▶ [DOCUMENT SECTION]:
########################################

The labels of result array?

xiaoyeye / CNNC

covolutional neural network based coexpression analysis

MIT License

72 stars 23 forks source link

The labels of result array? #16

Open JFF1594032292 opened 3 years ago

JFF1594032292 commented 3 years ago

Hello, I got the result from predict_no_y.py, and the result .npy file was a Nx3 array (1,2,0 three labels in the trained model). And I have two quetions:

I don't know the label of each columns. Are the labels of columns the same as the previously trained model? Or just the numeric sorting like [ 0,1, 2] or [2, 1, 0]?
Most of the results were approximately equal to [0.33, 0.33, 0.33], which seems like no meaning to the prediction. I want to know if it was normal or what can I do to improve the prediction?

I just want to build a TF-gene network for downstream analysis and know little about machine learning, but your CNNC model really attracted me! Thank you for your consideration！

########################################

▶ [MATERIAL SUPPLIED]:
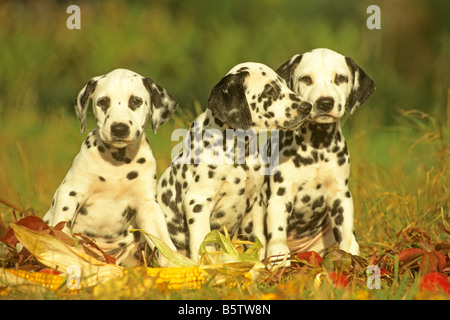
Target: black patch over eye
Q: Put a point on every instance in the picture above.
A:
(306, 80)
(134, 102)
(104, 103)
(271, 90)
(340, 78)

########################################

▶ [EXPLORE THE MATERIAL]:
A: Starting at the words "72 stars 23", reproduce the CNNC issue word for word, stopping after "or [2, 1, 0]?".
B: Check each statement against the CNNC issue. Answer yes or no, and quote the words that decide it.
(i) The result file from predict_no_y.py was an Nx3 array.
(ii) The poster has a strong background in machine learning.
(iii) The repository is released under the MIT License.
C: Answer these questions from the CNNC issue.
(i) How many stars does the repository have?
(ii) What does the poster want to build?
(iii) What values were most of the results approximately equal to?

▶ [SOLUTIONS]:
A:
72 stars 23 forks source link

The labels of result array? #16

Open JFF1594032292 opened 3 years ago

JFF1594032292 commented 3 years ago

Hello, I got the result from predict_no_y.py, and the result .npy file was a Nx3 array (1,2,0 three labels in the trained model). And I have two quetions:

I don't know the label of each columns. Are the labels of columns the same as the previously trained model? Or just the numeric sorting like [ 0,1, 2] or [2, 1, 0]?

B:
(i) Yes: "the result .npy file was a Nx3 array"
(ii) No: "know little about machine learning"
(iii) Yes: "MIT License"

C:
(i) 72
(ii) A TF-gene network for downstream analysis
(iii) [0.33, 0.33, 0.33]